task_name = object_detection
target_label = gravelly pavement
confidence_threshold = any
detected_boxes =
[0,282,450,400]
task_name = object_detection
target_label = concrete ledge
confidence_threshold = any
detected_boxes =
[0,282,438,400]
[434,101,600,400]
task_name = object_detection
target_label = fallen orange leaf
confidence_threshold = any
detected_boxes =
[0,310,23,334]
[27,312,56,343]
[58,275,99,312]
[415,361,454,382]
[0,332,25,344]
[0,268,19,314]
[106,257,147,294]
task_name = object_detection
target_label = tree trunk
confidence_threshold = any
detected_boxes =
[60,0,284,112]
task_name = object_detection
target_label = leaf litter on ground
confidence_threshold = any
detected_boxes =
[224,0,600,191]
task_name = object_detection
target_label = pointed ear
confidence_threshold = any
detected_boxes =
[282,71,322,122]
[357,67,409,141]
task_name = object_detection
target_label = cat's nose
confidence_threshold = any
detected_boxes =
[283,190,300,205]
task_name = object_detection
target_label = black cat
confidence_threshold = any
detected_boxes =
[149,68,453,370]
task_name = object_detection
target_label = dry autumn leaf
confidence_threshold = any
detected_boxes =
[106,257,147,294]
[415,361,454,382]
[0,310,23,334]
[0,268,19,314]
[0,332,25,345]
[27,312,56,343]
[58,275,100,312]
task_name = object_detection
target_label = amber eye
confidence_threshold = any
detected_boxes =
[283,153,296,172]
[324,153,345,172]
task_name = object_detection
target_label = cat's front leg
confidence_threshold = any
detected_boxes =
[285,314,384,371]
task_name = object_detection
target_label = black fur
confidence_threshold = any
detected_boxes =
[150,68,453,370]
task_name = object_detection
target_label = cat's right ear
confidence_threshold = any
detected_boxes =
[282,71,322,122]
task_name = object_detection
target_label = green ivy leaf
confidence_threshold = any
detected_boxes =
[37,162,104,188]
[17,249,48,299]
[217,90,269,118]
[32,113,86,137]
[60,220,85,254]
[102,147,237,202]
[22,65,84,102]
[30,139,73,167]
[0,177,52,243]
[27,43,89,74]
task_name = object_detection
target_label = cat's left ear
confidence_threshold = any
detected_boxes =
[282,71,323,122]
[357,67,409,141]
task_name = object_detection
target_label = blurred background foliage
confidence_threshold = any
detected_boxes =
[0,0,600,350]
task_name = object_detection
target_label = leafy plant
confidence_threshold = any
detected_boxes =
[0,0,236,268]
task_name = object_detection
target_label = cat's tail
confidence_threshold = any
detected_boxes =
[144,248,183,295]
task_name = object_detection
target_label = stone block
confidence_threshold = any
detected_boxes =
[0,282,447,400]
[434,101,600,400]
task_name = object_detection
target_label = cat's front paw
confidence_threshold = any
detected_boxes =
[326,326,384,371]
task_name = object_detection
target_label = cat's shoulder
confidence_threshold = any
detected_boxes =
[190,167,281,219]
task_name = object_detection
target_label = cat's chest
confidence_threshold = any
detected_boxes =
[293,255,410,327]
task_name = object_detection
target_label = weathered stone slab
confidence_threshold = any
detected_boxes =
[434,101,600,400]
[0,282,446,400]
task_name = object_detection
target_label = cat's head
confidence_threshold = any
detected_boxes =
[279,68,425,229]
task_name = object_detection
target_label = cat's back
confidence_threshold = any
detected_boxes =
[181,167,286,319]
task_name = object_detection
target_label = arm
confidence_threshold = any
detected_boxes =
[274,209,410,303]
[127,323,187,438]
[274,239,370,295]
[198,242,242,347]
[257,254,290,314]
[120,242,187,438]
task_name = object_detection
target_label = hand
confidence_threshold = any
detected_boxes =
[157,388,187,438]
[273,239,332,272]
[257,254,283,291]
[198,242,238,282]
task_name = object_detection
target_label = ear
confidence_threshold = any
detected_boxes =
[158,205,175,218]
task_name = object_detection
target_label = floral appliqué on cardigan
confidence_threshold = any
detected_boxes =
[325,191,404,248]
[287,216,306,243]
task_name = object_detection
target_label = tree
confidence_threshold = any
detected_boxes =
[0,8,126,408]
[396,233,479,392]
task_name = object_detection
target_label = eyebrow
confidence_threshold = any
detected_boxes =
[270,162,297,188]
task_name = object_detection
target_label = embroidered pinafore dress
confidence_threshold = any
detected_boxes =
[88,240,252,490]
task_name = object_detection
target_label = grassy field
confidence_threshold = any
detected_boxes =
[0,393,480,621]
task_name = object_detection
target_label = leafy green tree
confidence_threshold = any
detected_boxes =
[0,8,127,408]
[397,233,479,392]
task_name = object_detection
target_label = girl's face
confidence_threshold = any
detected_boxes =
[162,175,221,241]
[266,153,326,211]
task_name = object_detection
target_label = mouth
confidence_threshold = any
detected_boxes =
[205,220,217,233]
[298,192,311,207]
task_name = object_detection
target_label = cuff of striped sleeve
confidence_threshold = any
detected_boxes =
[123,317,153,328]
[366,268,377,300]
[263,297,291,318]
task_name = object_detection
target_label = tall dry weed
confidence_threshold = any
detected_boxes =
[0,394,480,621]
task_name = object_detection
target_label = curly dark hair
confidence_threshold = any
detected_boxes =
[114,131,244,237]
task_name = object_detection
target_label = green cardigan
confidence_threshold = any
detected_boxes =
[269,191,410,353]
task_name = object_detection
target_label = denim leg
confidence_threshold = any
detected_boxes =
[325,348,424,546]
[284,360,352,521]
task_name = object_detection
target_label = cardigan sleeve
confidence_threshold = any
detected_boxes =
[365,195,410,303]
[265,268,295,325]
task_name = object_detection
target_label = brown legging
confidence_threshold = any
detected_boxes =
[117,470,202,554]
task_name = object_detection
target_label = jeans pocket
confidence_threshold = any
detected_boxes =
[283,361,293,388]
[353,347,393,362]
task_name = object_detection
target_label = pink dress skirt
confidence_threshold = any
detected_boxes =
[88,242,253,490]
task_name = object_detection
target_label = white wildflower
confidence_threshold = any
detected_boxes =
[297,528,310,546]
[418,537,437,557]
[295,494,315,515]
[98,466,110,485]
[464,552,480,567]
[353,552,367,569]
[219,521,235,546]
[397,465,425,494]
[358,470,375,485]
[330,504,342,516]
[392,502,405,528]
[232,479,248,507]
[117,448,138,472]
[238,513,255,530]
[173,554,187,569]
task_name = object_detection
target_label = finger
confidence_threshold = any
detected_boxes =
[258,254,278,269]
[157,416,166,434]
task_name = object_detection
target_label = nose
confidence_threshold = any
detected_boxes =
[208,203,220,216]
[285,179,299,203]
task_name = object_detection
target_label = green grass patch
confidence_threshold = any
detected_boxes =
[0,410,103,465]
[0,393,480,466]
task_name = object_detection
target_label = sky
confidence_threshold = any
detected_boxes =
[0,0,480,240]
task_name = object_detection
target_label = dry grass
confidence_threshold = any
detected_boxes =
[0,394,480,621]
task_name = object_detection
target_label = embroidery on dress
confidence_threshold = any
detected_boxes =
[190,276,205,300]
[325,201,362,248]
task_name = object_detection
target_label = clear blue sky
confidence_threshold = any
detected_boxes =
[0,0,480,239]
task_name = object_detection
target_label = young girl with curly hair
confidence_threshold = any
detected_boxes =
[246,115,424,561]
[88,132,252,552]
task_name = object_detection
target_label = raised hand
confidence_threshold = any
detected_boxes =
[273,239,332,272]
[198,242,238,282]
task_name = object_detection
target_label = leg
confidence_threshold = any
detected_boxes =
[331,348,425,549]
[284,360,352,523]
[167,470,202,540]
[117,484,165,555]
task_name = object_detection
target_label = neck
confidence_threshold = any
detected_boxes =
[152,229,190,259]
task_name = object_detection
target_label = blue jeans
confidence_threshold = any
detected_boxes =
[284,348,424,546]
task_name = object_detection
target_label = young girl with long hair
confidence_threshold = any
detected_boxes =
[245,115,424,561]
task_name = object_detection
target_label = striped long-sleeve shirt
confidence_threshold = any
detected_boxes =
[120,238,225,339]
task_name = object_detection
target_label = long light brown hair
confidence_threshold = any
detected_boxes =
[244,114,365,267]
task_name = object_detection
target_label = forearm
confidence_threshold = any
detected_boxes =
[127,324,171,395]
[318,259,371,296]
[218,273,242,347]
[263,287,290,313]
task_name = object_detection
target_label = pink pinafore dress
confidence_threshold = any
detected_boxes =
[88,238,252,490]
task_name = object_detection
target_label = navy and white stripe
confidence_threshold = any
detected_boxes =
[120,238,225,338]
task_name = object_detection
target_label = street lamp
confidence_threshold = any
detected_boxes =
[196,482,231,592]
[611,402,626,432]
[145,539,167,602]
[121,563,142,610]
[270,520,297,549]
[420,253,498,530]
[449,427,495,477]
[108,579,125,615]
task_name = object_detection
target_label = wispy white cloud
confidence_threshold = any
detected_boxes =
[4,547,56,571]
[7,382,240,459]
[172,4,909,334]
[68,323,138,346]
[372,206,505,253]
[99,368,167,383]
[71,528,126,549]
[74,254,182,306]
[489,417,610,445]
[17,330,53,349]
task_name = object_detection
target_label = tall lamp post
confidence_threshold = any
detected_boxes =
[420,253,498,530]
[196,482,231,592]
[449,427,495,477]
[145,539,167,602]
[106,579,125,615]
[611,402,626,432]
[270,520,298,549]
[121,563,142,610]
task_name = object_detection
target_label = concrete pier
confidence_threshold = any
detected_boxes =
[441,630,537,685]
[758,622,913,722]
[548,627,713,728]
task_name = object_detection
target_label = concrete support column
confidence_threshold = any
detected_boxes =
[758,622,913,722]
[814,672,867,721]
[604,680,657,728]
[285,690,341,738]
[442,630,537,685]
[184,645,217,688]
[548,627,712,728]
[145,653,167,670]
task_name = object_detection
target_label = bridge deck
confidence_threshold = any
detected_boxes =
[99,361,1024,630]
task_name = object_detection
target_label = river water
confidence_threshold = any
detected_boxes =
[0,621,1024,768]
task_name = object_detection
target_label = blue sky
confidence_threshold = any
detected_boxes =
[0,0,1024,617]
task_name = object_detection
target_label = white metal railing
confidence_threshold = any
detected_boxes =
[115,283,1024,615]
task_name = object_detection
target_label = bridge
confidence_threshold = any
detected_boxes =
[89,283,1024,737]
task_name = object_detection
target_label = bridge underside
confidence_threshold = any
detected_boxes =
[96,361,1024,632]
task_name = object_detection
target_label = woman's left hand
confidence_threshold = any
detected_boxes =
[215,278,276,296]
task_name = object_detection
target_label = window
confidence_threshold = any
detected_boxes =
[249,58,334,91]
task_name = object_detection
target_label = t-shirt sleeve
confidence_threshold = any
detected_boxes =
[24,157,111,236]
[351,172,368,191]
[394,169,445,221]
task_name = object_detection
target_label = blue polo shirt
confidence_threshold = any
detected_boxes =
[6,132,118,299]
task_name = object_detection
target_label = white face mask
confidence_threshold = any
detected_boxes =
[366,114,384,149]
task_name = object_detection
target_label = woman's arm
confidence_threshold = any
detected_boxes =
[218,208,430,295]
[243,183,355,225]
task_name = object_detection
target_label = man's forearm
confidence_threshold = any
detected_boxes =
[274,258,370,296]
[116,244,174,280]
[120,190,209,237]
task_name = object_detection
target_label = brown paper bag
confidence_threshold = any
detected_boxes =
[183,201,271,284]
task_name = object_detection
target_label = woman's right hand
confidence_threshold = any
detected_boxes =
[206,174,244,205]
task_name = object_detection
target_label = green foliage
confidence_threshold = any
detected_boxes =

□ □ □ □

Show every line in the records above that contains the word "green".

■ Response to this task ■
target_label = green ivy leaf
target_label = leafy green tree
target_label = green cardigan
target_label = green grass patch
target_label = green foliage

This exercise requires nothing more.